The three main issues driving this churn problem – and how providers can address them more effectively
1) Buyers’ expectations – and impatience levels – have markedly increased. The world of business operations has evolved at an almost alarming clip over the last five years – it’s as if the recovery from the worst recession in living memory has driven an impatience from business leaders to advance their capabilities and cost efficiencies much faster than the snail’s pace of yesteryear, when ERP rollouts were calculated by the decade and outsourcing evaluations took three years just to get a meeting together. Suddenly, buyers want to talk about where they expect to be in a couple of years, they’re asking questions about robotic automation and developing meaningful analytics capabilities, they’re asking how their provider can help them improve the way they do things – not merely manage their legacy processes at cheaper rates.
How providers need to respond: Prepare more diligently to manage your clients over the longer-term. You know many are going to start asking for the “what’s next?” quicker than you expected, so be prepared with a plan to deliver it. Otherwise, they may no longer be your client when the re-bid process kicks in….
2) Most providers are still obsessing with the next deal, as opposed to cementing their existing relationships. The real “tangible” money on the table for providers today, is when they win a brand new deal that adds to their win-rate, their Wall Street scripts and feeds their PR machine. However, the cost of losing a client is far, far worse – the lost income, the ignominy, the negative perception from the industry. As more deals begin to churn, the focus will shift to protecting the base, and not just pursing the new.

> [What you have to do]
Copy out the passage on churn among service providers from "How providers need" down to "pursing the new.", keeping every word and punctuation mark unchanged.

> [Supplied entries]

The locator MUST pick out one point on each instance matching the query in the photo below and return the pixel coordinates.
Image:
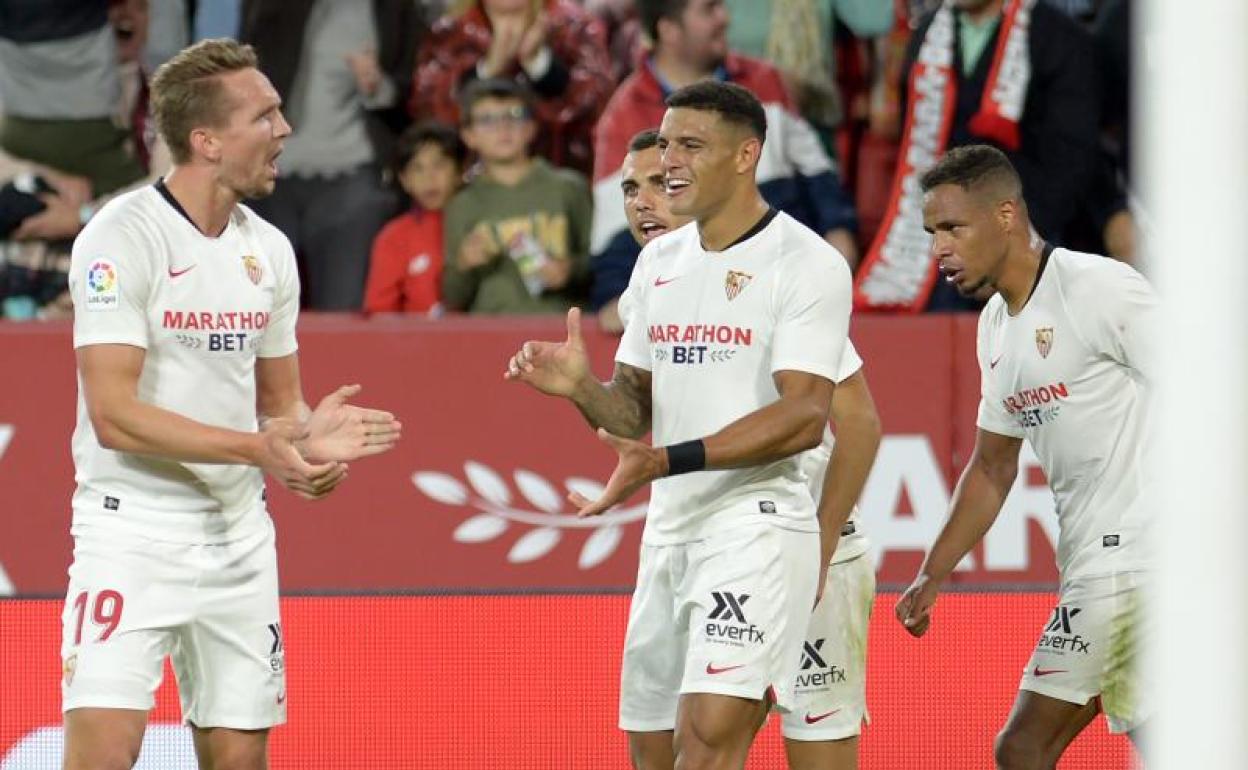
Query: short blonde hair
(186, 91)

* * *

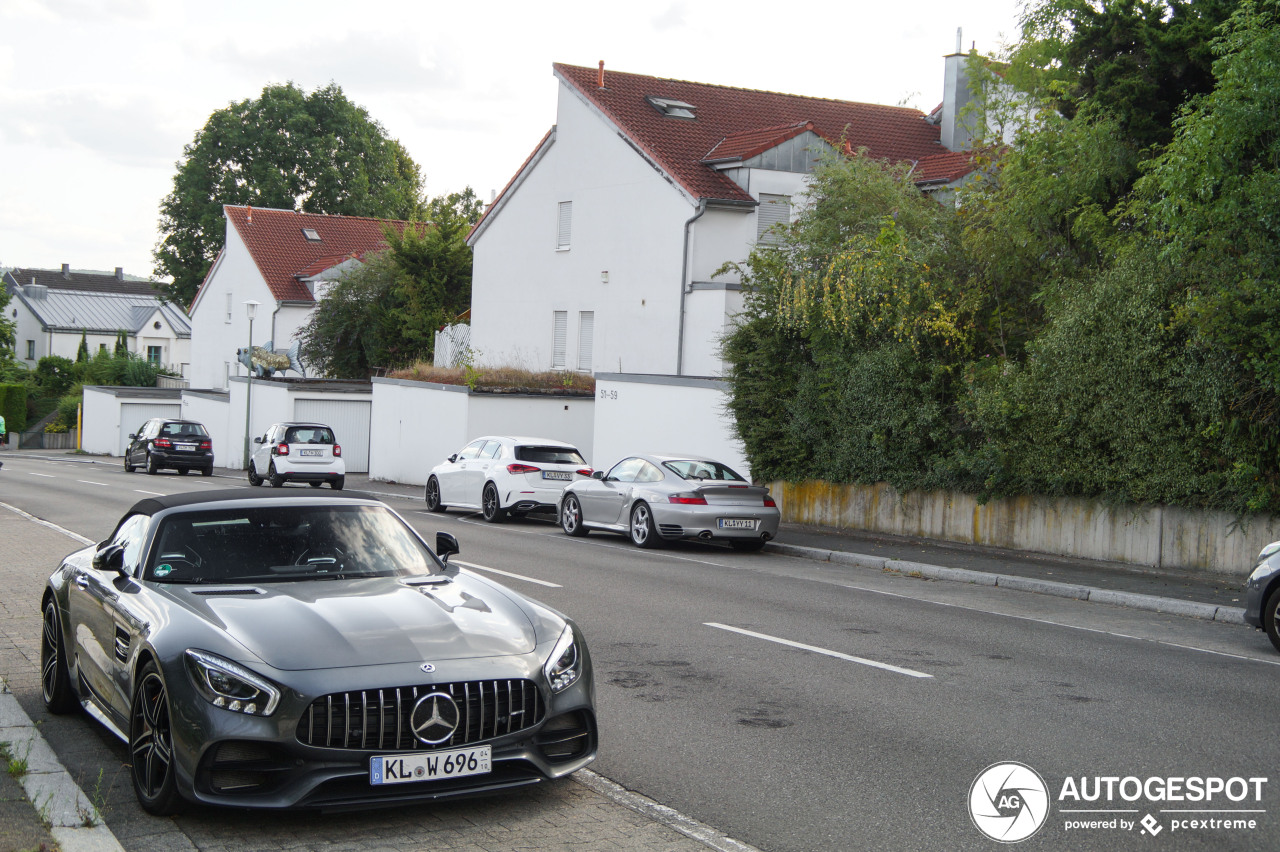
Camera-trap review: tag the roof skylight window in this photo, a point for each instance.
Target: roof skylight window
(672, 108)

==

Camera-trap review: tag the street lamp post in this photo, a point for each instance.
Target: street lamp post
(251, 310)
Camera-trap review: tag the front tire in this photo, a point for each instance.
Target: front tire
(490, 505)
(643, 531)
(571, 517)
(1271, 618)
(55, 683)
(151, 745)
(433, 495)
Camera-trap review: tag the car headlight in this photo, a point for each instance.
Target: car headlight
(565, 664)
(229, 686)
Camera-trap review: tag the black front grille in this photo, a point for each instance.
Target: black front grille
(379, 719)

> [Result of the exercise]
How providers need to respond: Prepare more diligently to manage your clients over the longer-term. You know many are going to start asking for the “what’s next?” quicker than you expected, so be prepared with a plan to deliver it. Otherwise, they may no longer be your client when the re-bid process kicks in….
2) Most providers are still obsessing with the next deal, as opposed to cementing their existing relationships. The real “tangible” money on the table for providers today, is when they win a brand new deal that adds to their win-rate, their Wall Street scripts and feeds their PR machine. However, the cost of losing a client is far, far worse – the lost income, the ignominy, the negative perception from the industry. As more deals begin to churn, the focus will shift to protecting the base, and not just pursing the new.